TAREFA A REALIZAR >> Liste todos os ditadores militares que o texto sobre a burguesia brasileira menciona pelo nome.

TEXTO PARA LEITURA >>
***
*Por Emir Sader

"A burguesia não tem heróis" Bertold Brecht

Pobre Brecht! Não sobreviveu para conhecer os super-heróis da burguesia brasileira. A quem a Associação Comercial de São Paulo convida para falar aos grandes empresários do comércio? A um economista, para falar dos saldos da balança comercial, que mal escondem nossa reconversão para uma economia primária exportadora? Ou sobre a estreiteza do mercado interno de consumo? Ou então sobre a taxa de juros, que inibe o consumo e o investimento?

Foram convidados Luis Gonzaga Belluzzo ou João Sayad? Ou Maria da Conceição Tavares? Nada disso. Roberto Jefferson. Exatamente. O escroque Roberto Jefferson, com quem essa burguesia se havia relacionado tão estreitamente no governo Collor, que eles haviam eleito e promovido a seu mais novo super-herói - junto com a quase totalidade da mídia.

Falando muito à vontade, sentindo-se em casa. Com razão! Afinal ele estava na avenida Paulista, notabilizada por abrigar as 101 agências bancárias! Por ser o coração do Estado governado pelo novo candidatinho da burguesia neoliberal – o picolé de chuchu, como o chama muito propriamente o Zé Simão, pela consistência e o saber forte que o caracterizam, um nada de nada, mas com privatizações daquele tamanho.

Este é o novo herói na galeria dos super-heróis da burguesia brasileira, que vem se somar a Severino Cavalcanti e ao candidato dos ilustrados jardins paulistanos, o weberiano FHC. E a Fernando Collor, aposta de toda a burguesia brasileira, incluídos os tucanos, de Tasso Jereissati a FHC, da Rede Globo aos dos "liberais" brasileiros.

E aos ditadores militares, todos eles consagrados nas ruas das nossas cidades e nas linhas da imprensa "liberal" brasileira como "presidentes" - de Castelo Branco a João Figueiredo, de Costa e Silva a Garrastazu Médici, passando por Ernesto Geisel - e não "ditadores" - epíteto reservado para Fidel - e nunca para Musharaf ou para os xeiques árabes - como diria Foster Dulles, "ditadores, mas os nossos ditadores e, portanto, presidentes".

Bela burguesia liberal, que conviveu alegremente com a escravidão, a monarquia, a primeira "república", a ditadura militar, o governo Collor, as mamatas da privatização do governo FHC, e agora goza e se representa em Roberto Jefferson.
***
(Trechos de um conjunto de dados)
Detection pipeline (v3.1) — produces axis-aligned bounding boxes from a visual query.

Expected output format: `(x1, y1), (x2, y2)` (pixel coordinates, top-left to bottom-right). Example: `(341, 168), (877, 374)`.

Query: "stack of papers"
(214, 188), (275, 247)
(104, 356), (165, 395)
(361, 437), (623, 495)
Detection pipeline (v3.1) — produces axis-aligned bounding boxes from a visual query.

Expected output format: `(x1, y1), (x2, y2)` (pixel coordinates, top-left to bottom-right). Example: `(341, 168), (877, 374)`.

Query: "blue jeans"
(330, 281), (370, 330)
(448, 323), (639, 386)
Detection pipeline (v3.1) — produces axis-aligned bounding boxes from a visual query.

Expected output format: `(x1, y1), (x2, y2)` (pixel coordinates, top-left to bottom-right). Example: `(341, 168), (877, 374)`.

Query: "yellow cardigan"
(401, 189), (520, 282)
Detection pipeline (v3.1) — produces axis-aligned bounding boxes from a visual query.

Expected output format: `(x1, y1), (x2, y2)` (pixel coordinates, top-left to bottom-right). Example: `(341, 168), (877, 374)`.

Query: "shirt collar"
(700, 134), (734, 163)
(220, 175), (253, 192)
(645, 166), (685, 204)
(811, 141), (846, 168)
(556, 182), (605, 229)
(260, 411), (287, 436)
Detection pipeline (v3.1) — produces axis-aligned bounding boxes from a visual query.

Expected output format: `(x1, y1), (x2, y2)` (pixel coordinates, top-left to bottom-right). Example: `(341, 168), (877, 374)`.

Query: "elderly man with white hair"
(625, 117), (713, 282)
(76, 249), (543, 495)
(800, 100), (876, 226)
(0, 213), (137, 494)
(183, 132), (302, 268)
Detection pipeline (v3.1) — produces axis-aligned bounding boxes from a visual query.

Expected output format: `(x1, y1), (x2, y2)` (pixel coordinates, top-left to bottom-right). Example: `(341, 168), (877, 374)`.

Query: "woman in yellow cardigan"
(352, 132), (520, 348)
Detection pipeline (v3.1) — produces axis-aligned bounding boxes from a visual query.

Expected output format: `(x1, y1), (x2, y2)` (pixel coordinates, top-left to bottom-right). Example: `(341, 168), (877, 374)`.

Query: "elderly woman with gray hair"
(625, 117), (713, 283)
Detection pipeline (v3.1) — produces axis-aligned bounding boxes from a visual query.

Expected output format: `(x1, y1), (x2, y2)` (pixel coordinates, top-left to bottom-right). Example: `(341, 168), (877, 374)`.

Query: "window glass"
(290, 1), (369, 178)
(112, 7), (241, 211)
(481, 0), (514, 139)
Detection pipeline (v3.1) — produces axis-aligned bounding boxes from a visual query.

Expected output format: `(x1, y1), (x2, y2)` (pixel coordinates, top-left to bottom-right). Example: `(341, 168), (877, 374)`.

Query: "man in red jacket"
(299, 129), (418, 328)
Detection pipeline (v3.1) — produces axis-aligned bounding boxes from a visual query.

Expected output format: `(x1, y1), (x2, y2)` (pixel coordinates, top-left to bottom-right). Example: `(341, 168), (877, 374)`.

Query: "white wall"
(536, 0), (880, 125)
***
RESPOSTA DA TAREFA >> Castelo Branco, João Figueiredo, Costa e Silva, Garrastazu Médici, Ernesto Geisel